● Exercise description:
Reproduce the entries so that every line matches the original exactly.

● Region pointing data:
────────────────────

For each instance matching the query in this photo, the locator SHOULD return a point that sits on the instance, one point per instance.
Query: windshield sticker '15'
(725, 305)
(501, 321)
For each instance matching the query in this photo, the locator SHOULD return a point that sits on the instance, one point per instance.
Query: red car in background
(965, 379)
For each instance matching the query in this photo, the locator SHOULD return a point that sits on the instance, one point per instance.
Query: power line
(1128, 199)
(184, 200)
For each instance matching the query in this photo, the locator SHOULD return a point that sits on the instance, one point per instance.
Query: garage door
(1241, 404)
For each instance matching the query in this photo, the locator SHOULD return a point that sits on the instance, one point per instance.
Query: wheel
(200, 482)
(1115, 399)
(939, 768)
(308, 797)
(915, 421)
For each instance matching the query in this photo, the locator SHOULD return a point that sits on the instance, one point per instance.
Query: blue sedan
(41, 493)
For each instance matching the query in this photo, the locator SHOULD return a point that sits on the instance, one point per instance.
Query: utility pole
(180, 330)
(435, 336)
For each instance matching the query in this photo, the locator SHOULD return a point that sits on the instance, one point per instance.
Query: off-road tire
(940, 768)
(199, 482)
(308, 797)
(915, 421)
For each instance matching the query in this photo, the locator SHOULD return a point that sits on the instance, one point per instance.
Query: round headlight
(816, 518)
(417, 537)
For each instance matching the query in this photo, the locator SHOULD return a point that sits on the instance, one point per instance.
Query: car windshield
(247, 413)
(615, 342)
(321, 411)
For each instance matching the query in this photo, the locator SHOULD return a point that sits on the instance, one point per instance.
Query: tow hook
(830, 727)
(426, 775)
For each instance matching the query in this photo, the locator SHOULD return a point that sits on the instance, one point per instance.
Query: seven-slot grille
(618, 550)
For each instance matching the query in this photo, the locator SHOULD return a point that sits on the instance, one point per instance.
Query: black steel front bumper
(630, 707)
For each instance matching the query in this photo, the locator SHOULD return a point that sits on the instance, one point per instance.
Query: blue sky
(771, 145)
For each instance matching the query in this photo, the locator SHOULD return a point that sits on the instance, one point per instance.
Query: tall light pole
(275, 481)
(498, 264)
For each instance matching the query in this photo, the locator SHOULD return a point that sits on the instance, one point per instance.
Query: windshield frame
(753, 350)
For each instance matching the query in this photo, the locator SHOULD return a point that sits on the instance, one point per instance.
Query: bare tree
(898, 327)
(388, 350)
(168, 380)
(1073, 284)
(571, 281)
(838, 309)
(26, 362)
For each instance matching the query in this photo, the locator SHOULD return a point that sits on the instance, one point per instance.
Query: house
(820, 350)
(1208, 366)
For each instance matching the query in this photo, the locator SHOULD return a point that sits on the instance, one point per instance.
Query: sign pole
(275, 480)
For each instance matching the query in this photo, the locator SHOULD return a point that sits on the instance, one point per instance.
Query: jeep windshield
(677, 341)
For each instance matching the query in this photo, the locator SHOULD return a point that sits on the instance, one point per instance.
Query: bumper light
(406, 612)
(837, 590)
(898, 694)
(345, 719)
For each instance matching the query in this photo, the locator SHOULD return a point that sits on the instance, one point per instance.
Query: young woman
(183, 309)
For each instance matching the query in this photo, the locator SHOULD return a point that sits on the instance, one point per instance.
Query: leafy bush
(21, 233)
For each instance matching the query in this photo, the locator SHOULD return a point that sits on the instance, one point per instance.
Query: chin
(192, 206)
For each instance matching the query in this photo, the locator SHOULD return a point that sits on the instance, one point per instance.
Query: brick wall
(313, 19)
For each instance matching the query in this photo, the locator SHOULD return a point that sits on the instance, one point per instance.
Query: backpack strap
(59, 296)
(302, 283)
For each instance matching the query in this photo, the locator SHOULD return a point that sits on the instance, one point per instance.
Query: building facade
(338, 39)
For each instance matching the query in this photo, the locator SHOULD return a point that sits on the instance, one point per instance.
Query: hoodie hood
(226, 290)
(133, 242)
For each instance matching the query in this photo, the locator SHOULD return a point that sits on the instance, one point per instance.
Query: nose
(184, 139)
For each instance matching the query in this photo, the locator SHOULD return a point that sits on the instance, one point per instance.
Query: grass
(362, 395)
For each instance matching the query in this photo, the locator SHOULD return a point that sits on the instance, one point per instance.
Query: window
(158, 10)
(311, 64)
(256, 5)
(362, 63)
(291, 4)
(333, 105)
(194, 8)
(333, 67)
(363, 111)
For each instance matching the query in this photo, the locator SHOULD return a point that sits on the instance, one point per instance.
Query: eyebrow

────────────────────

● Exercise result:
For each instance matching the query in this photo, the locator SHOULD return a point that sits on the instance, one point per instance.
Query: windshield sticker '15'
(725, 305)
(501, 321)
For each instance matching the query in this photo, the locator SHOULD return a point that sits on the instance, one point per instance.
Query: red car in background
(965, 379)
For each instance matching the query in this photo, the locator SHOULD return a point that sits on the instance, one point per instance.
Query: power line
(1128, 199)
(184, 200)
For each instance matching the query in this photo, the locator SHOULD return a point that sits on the instance, one point per instance.
Query: garage door
(1241, 404)
For each instance matching the query in this photo, the locator SHOULD return a point that sits on the instance, one point per instance.
Query: wheel
(200, 482)
(1115, 399)
(939, 768)
(308, 797)
(915, 421)
For each instance matching the query in this photo, the locator SHOULD return a point that sits on the instance, one point per instance.
Query: blue sedan
(41, 493)
For each instance matching the query in this photo, the locator SHOULD return a point that sits on the instance, one point per instance.
Query: utility pole
(180, 330)
(435, 336)
For each instance matching the query in this photo, the locator SHOULD return a point that sits on the instance, one point per instance.
Query: off-road tire
(940, 768)
(199, 482)
(308, 797)
(915, 421)
For each instance matching the query in this photo, the locator SHOULD return a point that sits on the instance, one point per instance.
Query: round headlight
(816, 518)
(417, 537)
For each instance matching the query in this photo, the locator SHOULD return a point that sits on the instance, one point per instance.
Query: car windshield
(247, 413)
(615, 342)
(321, 411)
For each instance matching the query in this photo, the locator SHOULD return a point that sits on the instance, one point per instance.
Query: tow hook
(830, 727)
(426, 775)
For each instance matching the query in this photo, the locator SHOULD return a point that sits on the instance, one point per instance.
Query: seven-slot grille
(618, 550)
For each instance matching the query in this photo, the locator SHOULD return a point that sits on the instance, one point per instance.
Query: black steel front bumper
(630, 707)
For each instance matching the query in this photo, the locator SHOULD return a point that sits on the instance, one point per instance.
Query: blue sky
(771, 145)
For each instance matching the query in this photo, the locator SHOULD return a point that sits on the instance, one point per instance.
Query: tall light pole
(275, 481)
(498, 264)
For each instance matching the query in this photo, the locator SHOULD return a point that sits on the instance, one point per instance.
Query: windshield frame
(753, 350)
For each instance matching the query in this photo, the locator SHOULD return a point that sits on the instance, one point per instance.
Query: bare tree
(898, 327)
(388, 350)
(168, 380)
(1073, 284)
(571, 281)
(838, 309)
(26, 362)
For each instance matching the query in this photo, the locator SHOULD return a point that sits on the instance, one point per instance.
Query: house
(820, 350)
(1208, 366)
For each instance matching the query in this photo, the locator SHOULD return a point that sits on the instance, one point per instance.
Query: sign pole
(275, 480)
For each instance matching the query in this photo, the locator SHOULD return a point that sits on the instance, one point per instance.
Query: jeep windshield
(677, 341)
For each instance matching the query in this photo, the locator SHOULD return a point that sits on the instance, one point per instance.
Query: bumper light
(406, 612)
(837, 590)
(898, 694)
(345, 719)
For each instance matching the query in this photo, the locator SHOULD return a point that sits on the instance, one point per instance.
Query: young woman
(183, 309)
For each instance matching the query in this photo, the locator SHOULD return a point that sits on the instance, one point per instance.
Query: leafy bush
(21, 233)
For each instance matching the query in this photo, the locator SHOULD return a point that sits on the instance, one point per instance.
Query: chin
(192, 206)
For each instance matching the query in this photo, the locator SHOULD return a point that sits on the instance, one point per instance.
Query: brick wall
(313, 19)
For each instance matching the query in this photo, the locator SHOULD return a point that sits on the instance, one point per instance.
Query: backpack strap
(59, 296)
(302, 283)
For each instance matching the query in this photo, the locator SHOULD return a point that sits on the instance, one point per instance.
Query: building facade
(338, 39)
For each instance matching the query in this photo, the locator SHOULD return a point that sits on the instance, one point per instance.
Query: hoodie hood
(226, 290)
(133, 242)
For each instance matching the query in this photo, the locator SHOULD return a point that sits on the instance, one point per instance.
Query: nose
(184, 139)
For each instance matching the query in this photo, the locator SHOULD return a point that sits on the instance, one point per instance.
Query: grass
(362, 395)
For each instance matching the query in this photo, the locator SHOULD return a point that sits on the instance, one point per instance.
Query: window
(158, 10)
(311, 64)
(256, 5)
(362, 63)
(291, 4)
(333, 105)
(194, 8)
(333, 67)
(363, 111)
For each instance matching the query in this photo, the locator SHOULD return a point that sits on the instance, one point per instance.
Query: eyebrow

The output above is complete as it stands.